Di masa analog, dakwah Islam lebih banyak dilakukan melalui media konvensional, seperti pengajian umum, pengajian semi tertutup di pondok pesantren, maupun dakwah klasik yang dilakukan dari rumah ke rumah. Di era ini, pegiat dakwah umumnya berasal dari kalangan ulama, kiai, atau santri yang memilik latar belakang pendidikan keagamaan formal (sekolah Islam atau pesantren).
Otoritas dakwah di era analog ini dipegang oleh para kiai atau ulama yang memiliki pesantren. Juga pra tokoh ormas keislaman yang memang aktif dalam gerakan Islam. Mereka inilah sosok-sosok yang dianggap memiliki otoritas dakwah Islam.
Pergeseran Lanksap Dakwah
Munculnya media digital, terutama internet dan media sosial mengubah secara keseluruhan lanskap dakwah keislaman. Perubahan itu tidak hanya terjadi pada metode atau media dakwah yang tadinya konvensional ke digital. Namun, perubahan juga terjadi pada pemegang otoritas dakwah tersebut.
Di era digital, otoritas dakwah tidak lagi hanya dimonopoli oleh kiai, ulama, atau santri yang berafiliasi dengan pesantren atau ormas keislaman tertentu. Media digital telah melahirkan sosok-sosok pendakwah baru yang acapkali tidak memiliki akar keilmuan Islam yang mendalam sekaligus tidak memiliki rekam jejak panjang dalam gerakan dakwah keislaman.
Mereka muncul lebih karena faktor popularitas dan kepiawaian menaklukkan algoritma media sosial. Mereka memiliki kecakapan public speaking yang mampu memukau netizen muslim kelas menengah yang memang tengah haus akan kajian agama. Mengutip Gary R. Bunt, para pendakwah ini memiliki kemampuan untuk membranding dirinya sebagai agamawan yang digital friendly.
Munculnya sosok-sosok idola baru dalam lanskap dakwah digital ini bukan tanpa menimbulkan persoalan. Pergeseran otoritas dakwah dari ulama dan kiai ke para ustad seleb dan influencer Islam ini kerap meninggalkan residu persoalan. Antara lain, munculnya corak dakwah yang ekskusif, intoleran, bahkan mengarah pada radikal.
Hal ini terjadi karena sosok-sosok pendakwah baru di ranah digital itu umumnya memiliki pandangan keagamaan yang konservatif. Mereka tidak dididik dalam kultur pendidikan agama yang berbasis pada Aswaja. Sebagian ustad seleb dan influencer Islam itu justru berlatar belakang pendidikan sekuler, dan hanya belajar Islam secara instan.

## DATA YANG DIBERIKAN
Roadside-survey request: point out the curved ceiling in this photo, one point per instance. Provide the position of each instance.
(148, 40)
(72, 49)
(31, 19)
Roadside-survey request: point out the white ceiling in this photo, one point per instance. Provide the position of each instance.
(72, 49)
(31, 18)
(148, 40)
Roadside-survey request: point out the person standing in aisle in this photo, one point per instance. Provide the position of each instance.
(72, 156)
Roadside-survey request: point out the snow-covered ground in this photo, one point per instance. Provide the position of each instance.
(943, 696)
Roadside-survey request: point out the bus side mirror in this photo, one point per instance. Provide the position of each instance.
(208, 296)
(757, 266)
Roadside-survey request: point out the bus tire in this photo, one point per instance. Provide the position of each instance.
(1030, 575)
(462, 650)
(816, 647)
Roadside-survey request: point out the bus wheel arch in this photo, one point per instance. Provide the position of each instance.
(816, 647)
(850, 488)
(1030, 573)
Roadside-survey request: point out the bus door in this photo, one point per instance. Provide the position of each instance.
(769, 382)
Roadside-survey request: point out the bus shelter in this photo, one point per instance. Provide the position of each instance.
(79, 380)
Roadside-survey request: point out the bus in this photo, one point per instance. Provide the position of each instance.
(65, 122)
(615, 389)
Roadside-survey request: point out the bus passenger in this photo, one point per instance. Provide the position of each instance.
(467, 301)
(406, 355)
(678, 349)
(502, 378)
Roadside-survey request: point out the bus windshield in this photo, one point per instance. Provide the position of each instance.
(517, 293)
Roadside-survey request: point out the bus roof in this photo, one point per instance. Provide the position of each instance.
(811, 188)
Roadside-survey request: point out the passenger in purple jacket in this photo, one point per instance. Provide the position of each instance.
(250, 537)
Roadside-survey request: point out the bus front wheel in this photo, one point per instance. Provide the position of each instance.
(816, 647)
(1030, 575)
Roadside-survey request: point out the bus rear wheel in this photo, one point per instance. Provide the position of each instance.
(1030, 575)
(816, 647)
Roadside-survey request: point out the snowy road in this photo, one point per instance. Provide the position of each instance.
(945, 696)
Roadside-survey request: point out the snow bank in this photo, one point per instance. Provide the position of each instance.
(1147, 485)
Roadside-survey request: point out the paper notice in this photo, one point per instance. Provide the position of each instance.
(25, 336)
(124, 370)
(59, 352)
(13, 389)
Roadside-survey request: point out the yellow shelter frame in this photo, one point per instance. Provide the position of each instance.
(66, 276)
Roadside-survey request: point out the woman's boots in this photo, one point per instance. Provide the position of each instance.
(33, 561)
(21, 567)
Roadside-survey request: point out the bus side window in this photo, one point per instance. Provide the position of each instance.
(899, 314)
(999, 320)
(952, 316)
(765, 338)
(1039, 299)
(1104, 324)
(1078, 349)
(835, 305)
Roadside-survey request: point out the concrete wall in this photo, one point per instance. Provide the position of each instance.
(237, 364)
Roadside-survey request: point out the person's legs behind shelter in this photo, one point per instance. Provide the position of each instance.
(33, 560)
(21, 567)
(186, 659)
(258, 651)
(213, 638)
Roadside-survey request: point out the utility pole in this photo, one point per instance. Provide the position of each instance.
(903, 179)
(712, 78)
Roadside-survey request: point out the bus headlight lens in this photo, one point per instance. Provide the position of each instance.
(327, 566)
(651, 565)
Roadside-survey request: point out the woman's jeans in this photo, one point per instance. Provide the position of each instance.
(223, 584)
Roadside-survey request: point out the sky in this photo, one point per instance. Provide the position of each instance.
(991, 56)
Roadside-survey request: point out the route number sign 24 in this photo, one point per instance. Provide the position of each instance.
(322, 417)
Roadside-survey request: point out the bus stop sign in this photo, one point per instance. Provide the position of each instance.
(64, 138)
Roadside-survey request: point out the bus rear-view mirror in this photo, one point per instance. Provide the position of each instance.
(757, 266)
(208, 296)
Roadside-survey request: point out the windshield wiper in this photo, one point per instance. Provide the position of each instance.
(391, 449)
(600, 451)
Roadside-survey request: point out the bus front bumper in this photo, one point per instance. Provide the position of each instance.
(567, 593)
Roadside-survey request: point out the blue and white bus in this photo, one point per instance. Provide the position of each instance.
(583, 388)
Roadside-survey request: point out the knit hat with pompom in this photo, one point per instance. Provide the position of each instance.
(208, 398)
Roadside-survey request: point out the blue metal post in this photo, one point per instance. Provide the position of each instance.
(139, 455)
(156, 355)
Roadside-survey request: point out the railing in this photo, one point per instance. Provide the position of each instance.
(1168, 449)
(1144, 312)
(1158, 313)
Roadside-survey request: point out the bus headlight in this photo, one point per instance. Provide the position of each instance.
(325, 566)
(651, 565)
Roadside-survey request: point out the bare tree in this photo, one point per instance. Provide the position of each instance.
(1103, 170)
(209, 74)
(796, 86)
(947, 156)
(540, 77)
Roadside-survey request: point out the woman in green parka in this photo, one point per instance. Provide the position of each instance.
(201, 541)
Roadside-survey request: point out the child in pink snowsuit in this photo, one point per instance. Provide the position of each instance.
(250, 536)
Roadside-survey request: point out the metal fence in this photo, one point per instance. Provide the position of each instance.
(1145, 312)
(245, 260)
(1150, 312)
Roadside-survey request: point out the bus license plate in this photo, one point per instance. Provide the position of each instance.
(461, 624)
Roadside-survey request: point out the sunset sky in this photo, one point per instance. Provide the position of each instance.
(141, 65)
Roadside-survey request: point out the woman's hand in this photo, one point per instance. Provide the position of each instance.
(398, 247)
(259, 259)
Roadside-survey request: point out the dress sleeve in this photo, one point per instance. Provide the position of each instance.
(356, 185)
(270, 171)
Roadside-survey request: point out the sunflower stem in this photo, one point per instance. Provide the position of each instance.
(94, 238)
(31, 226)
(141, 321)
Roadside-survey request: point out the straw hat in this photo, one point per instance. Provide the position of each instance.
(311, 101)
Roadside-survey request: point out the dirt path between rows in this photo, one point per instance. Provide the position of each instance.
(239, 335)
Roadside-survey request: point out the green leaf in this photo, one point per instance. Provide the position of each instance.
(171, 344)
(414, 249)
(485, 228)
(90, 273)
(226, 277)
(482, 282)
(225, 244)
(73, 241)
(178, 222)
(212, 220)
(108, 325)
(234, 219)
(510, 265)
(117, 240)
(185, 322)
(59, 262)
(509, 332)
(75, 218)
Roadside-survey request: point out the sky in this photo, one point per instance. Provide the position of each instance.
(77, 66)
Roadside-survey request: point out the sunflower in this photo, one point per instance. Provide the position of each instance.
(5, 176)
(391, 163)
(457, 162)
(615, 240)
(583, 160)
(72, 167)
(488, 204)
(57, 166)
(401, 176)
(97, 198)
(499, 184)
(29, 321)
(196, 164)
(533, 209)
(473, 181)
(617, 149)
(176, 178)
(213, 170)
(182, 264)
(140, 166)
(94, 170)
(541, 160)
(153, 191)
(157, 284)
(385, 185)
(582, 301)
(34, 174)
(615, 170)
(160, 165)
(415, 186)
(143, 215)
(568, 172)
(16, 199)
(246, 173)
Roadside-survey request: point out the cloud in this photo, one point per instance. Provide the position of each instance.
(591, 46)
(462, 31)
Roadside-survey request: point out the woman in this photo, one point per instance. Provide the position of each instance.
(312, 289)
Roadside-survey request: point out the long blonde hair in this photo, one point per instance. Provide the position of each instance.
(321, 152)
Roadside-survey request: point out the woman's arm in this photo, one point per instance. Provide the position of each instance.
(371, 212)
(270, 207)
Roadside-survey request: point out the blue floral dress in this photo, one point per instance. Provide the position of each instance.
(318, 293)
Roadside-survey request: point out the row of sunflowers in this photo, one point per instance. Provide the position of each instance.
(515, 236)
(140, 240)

## TUGAS YANG DIKERJAKAN
1. Tolong jawab pertanyaan berikut berdasarkan teks tentang pergeseran otoritas dakwah.
(a) Melalui media konvensional apa saja dakwah Islam dilakukan di masa analog?
(b) Karena faktor apa sosok-sosok pendakwah baru di era digital muncul?
(c) Apa latar belakang pendidikan sebagian ustad seleb dan influencer Islam?
2. Salin persis bagian teks tentang pergeseran otoritas dakwah, mulai dari "Munculnya sosok-sosok idola" sampai dengan "Islam secara instan.".

## JAWABAN LATIHAN
1.
(a) Melalui pengajian umum, pengajian semi tertutup di pondok pesantren, dan dakwah klasik yang dilakukan dari rumah ke rumah.
(b) Karena faktor popularitas dan kepiawaian menaklukkan algoritma media sosial.
(c) Berlatar belakang pendidikan sekuler dan hanya belajar Islam secara instan.

2.
Munculnya sosok-sosok idola baru dalam lanskap dakwah digital ini bukan tanpa menimbulkan persoalan. Pergeseran otoritas dakwah dari ulama dan kiai ke para ustad seleb dan influencer Islam ini kerap meninggalkan residu persoalan. Antara lain, munculnya corak dakwah yang ekskusif, intoleran, bahkan mengarah pada radikal.
Hal ini terjadi karena sosok-sosok pendakwah baru di ranah digital itu umumnya memiliki pandangan keagamaan yang konservatif. Mereka tidak dididik dalam kultur pendidikan agama yang berbasis pada Aswaja. Sebagian ustad seleb dan influencer Islam itu justru berlatar belakang pendidikan sekuler, dan hanya belajar Islam secara instan.